→ **TEXTAUSZUG**
....

Eine Entwicklung, die er habe kommen sehen, sagte der Zweite Bürgermeister Franz Haugg (Freie Wähler) in der Marktratssitzung unumwunden. Schon vor der Einführung des Flexibusses gab es in Türkheim heftige Diskussionen über das Rufbusangebot. Insbesondere die finanzielle Seite war seinerzeit im Fokus gestanden, „die nächsten fünf Jahre als quasi Probezeit“ geplant, wie der Wochen KURIER im Februar 2020 berichtete. „Danach werde man weitersehen, ob es sich rechnet oder nicht“, wurde Kähler seinerzeit zitiert. Doch nicht nur Haugg wiederholte seine Bedenken von einst, auch Michaela Vaitl-Scherer (Wählervereinigung Türkheim) erneuerte ihre Kritik (fehlender Mehrwert) und versagte ihre Zustimmung zur Tarifanpassung. Demgegenüber wollte Haugg dem Bussystem eine zweite Chance geben, allerdings nur noch im kommenden Jahr.

....

→ **DAS MATERIAL**
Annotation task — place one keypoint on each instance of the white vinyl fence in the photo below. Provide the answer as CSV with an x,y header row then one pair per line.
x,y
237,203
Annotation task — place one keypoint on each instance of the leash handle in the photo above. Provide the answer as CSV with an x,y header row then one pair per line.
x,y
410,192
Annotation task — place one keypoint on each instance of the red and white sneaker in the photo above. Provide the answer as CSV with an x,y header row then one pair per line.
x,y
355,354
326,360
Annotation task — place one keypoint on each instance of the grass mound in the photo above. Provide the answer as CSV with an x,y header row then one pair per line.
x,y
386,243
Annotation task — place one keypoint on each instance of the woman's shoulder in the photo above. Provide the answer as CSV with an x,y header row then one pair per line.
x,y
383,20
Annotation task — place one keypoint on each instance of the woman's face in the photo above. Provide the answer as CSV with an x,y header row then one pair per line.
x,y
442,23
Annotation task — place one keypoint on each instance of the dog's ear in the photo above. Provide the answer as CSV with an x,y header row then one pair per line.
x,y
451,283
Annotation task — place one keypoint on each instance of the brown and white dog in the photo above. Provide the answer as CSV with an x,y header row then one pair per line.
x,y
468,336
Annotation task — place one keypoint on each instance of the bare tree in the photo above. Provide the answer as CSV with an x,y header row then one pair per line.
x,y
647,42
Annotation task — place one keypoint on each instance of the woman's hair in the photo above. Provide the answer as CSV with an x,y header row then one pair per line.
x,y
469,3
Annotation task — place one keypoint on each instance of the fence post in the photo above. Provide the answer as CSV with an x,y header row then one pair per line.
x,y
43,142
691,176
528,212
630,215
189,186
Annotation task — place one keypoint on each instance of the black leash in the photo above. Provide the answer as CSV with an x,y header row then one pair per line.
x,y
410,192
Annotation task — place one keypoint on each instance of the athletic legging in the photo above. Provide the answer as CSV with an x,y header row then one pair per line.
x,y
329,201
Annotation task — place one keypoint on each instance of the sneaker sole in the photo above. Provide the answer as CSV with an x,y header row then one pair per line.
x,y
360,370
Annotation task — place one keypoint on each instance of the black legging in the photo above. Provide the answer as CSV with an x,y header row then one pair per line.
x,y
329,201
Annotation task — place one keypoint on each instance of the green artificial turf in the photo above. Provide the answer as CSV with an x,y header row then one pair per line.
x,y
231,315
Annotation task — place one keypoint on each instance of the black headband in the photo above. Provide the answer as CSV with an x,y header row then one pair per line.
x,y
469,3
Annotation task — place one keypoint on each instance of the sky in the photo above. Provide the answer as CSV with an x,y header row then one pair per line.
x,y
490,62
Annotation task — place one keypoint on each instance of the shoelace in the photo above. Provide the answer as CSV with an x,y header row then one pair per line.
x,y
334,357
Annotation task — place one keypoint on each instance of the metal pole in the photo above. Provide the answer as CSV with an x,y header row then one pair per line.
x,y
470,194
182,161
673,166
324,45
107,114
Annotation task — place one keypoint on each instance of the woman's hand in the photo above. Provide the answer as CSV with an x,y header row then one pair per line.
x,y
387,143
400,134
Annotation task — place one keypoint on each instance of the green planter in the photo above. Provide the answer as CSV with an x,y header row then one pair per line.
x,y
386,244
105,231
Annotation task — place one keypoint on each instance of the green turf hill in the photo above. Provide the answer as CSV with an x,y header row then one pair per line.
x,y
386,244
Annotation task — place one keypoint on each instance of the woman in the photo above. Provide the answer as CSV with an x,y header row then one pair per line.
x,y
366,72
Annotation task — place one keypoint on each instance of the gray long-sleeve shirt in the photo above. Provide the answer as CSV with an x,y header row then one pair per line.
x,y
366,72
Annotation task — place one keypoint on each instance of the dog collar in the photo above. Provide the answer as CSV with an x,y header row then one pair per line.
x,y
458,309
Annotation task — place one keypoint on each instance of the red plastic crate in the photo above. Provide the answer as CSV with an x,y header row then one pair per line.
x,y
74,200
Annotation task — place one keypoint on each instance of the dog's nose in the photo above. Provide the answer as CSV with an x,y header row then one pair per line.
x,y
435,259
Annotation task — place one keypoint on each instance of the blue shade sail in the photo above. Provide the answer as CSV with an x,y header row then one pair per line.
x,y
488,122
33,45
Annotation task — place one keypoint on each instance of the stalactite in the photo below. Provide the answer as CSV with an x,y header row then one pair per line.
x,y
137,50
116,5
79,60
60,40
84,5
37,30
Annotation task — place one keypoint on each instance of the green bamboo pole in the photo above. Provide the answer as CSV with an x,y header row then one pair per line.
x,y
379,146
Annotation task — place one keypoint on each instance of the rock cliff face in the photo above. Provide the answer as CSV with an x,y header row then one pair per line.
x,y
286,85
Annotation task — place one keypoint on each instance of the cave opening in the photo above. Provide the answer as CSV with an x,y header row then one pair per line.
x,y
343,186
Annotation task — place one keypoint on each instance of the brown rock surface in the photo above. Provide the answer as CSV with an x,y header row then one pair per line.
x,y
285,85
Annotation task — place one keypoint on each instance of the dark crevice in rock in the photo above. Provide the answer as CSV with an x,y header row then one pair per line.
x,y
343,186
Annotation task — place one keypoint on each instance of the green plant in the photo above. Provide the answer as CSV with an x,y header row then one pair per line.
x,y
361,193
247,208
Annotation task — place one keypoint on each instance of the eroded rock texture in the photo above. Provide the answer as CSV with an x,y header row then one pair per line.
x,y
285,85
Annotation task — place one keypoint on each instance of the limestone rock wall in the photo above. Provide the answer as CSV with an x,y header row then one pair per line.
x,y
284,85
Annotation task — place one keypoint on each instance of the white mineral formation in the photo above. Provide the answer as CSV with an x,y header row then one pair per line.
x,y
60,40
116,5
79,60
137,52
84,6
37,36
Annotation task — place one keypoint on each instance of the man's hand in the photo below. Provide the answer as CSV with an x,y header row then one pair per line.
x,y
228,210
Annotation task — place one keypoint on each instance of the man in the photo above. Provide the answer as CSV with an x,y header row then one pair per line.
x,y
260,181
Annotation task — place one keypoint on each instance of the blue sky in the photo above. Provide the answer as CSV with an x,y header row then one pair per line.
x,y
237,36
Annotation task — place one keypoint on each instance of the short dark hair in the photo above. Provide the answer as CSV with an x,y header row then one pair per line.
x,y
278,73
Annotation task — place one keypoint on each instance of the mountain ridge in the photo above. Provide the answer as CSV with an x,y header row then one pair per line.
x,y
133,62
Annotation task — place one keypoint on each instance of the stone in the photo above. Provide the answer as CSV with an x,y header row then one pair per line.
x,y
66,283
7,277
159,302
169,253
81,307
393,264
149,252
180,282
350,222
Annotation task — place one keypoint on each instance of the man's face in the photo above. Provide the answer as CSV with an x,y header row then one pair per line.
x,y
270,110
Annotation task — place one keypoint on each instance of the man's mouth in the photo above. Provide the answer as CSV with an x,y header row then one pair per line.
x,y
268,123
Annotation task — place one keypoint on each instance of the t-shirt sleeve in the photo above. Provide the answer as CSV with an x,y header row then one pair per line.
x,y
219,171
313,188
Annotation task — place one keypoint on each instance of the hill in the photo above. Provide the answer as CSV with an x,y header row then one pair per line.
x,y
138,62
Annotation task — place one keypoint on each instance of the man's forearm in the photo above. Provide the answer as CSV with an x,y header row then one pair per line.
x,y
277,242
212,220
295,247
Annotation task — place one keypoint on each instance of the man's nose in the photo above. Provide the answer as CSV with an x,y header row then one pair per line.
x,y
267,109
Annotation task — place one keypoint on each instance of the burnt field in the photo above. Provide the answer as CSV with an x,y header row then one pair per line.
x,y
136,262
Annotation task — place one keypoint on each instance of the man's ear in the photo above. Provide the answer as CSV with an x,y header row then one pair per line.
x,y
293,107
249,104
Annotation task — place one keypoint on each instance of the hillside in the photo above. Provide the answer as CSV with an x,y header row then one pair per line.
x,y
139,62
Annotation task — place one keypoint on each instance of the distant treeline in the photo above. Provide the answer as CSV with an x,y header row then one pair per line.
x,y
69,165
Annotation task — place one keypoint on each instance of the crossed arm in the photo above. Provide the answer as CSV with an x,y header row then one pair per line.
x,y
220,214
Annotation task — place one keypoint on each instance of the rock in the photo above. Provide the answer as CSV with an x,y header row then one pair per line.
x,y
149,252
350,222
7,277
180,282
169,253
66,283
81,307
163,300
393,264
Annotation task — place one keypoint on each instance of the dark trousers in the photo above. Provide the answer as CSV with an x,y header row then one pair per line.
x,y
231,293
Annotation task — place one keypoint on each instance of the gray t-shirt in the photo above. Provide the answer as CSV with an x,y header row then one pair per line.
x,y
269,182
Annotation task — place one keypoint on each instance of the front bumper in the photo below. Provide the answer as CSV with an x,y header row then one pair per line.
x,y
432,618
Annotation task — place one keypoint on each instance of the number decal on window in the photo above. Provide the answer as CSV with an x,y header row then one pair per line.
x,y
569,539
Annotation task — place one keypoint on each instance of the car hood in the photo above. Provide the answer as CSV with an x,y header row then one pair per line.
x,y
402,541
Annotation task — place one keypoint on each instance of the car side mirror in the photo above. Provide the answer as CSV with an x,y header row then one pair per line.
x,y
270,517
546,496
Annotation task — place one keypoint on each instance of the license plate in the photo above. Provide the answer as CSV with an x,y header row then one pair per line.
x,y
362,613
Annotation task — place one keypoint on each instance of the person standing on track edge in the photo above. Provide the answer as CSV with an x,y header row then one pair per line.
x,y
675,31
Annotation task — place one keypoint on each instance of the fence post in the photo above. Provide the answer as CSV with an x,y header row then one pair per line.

....

→ **AUFGABENSTELLUNG**
Gib den Inhalt des Textauszugs in zwei Sätzen wieder.

→ **ANTWORTBEREICH**
In der Marktratssitzung wiederholten der Zweite Bürgermeister Franz Haugg (Freie Wähler) und Michaela Vaitl-Scherer (Wählervereinigung Türkheim) ihre früheren Bedenken zum Flexibus, über dessen Rufbusangebot und vor allem dessen finanzielle Seite in Türkheim schon vor der Einführung heftig diskutiert worden war. Vaitl-Scherer versagte der Tarifanpassung wegen fehlenden Mehrwerts ihre Zustimmung, während Haugg dem Bussystem eine zweite Chance geben wollte, allerdings nur noch im kommenden Jahr.